About this exercise: Lay out these lines as a Markdown table with the columns "No." and "Line," numbering each row and skipping any blank lines.

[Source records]
____

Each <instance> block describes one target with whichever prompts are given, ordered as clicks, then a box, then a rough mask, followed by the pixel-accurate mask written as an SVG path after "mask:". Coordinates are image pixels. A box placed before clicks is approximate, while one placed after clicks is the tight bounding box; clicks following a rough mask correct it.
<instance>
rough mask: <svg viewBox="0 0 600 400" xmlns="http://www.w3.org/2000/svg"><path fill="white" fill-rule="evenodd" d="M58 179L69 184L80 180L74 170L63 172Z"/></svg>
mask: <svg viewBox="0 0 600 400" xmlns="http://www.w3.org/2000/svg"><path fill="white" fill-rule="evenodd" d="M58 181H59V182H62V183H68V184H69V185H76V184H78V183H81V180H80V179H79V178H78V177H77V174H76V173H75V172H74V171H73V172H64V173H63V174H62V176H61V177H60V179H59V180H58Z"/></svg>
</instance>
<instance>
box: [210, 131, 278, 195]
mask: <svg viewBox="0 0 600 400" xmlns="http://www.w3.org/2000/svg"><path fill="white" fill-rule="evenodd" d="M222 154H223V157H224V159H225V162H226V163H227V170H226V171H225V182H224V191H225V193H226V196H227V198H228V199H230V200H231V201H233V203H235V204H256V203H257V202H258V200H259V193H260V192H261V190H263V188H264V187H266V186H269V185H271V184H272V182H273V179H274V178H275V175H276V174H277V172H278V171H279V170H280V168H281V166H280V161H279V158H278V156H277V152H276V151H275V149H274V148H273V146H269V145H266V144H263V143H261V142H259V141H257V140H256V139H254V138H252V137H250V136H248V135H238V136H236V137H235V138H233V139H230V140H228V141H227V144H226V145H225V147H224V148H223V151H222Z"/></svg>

____

Completed exercise:
| No. | Line |
|---|---|
| 1 | Each <instance> block describes one target with whichever prompts are given, ordered as clicks, then a box, then a rough mask, followed by the pixel-accurate mask written as an SVG path after "mask:". Coordinates are image pixels. A box placed before clicks is approximate, while one placed after clicks is the tight bounding box; clicks following a rough mask correct it. |
| 2 | <instance> |
| 3 | rough mask: <svg viewBox="0 0 600 400" xmlns="http://www.w3.org/2000/svg"><path fill="white" fill-rule="evenodd" d="M58 179L69 184L80 180L74 170L63 172Z"/></svg> |
| 4 | mask: <svg viewBox="0 0 600 400" xmlns="http://www.w3.org/2000/svg"><path fill="white" fill-rule="evenodd" d="M58 181H59V182H62V183H68V184H69V185H76V184H78V183H81V180H80V179H79V178H78V177H77V174H76V173H75V172H74V171H73V172H64V173H63V174H62V176H61V177H60V179H59V180H58Z"/></svg> |
| 5 | </instance> |
| 6 | <instance> |
| 7 | box: [210, 131, 278, 195] |
| 8 | mask: <svg viewBox="0 0 600 400" xmlns="http://www.w3.org/2000/svg"><path fill="white" fill-rule="evenodd" d="M222 154H223V157H224V159H225V162H226V163H227V170H226V171H225V182H224V191H225V193H226V196H227V198H228V199H230V200H231V201H233V203H235V204H256V203H257V202H258V200H259V193H260V192H261V190H263V188H264V187H266V186H269V185H271V184H272V182H273V179H274V178H275V175H276V174H277V172H278V171H279V170H280V168H281V166H280V161H279V158H278V156H277V152H276V151H275V149H274V148H273V146H269V145H266V144H263V143H261V142H259V141H257V140H256V139H254V138H252V137H250V136H248V135H238V136H236V137H235V138H233V139H230V140H228V141H227V144H226V145H225V147H224V148H223V151H222Z"/></svg> |